*Work instruction*. Whenever a line contains "chevron", include it in the count; reply with the number of such lines in the data and nothing else.

Region pointing data:

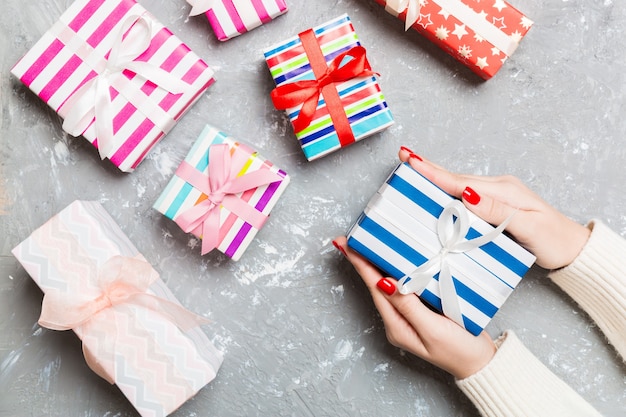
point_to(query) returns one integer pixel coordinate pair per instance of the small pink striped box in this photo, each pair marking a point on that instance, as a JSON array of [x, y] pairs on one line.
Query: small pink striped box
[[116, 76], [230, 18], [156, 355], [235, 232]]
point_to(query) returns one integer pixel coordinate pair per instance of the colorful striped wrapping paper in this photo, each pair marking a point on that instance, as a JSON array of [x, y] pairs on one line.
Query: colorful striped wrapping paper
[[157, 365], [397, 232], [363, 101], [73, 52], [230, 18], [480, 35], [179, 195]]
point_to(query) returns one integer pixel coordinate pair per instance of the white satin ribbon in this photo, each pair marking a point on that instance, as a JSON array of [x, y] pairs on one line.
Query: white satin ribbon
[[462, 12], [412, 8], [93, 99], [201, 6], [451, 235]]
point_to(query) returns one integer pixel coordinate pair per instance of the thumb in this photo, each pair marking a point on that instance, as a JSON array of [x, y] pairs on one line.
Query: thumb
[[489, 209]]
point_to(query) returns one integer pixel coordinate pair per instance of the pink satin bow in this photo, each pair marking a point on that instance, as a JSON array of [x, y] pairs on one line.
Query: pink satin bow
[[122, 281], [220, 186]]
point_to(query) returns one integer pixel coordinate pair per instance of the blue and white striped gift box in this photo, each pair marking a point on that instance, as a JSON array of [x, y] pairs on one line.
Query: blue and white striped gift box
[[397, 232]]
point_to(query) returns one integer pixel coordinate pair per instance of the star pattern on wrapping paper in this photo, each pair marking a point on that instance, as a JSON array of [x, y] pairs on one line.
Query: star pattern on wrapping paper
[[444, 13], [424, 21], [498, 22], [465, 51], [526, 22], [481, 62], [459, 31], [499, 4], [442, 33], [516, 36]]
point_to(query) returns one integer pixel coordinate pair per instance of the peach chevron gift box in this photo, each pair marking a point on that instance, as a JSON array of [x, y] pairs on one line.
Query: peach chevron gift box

*Answer for the task*. 2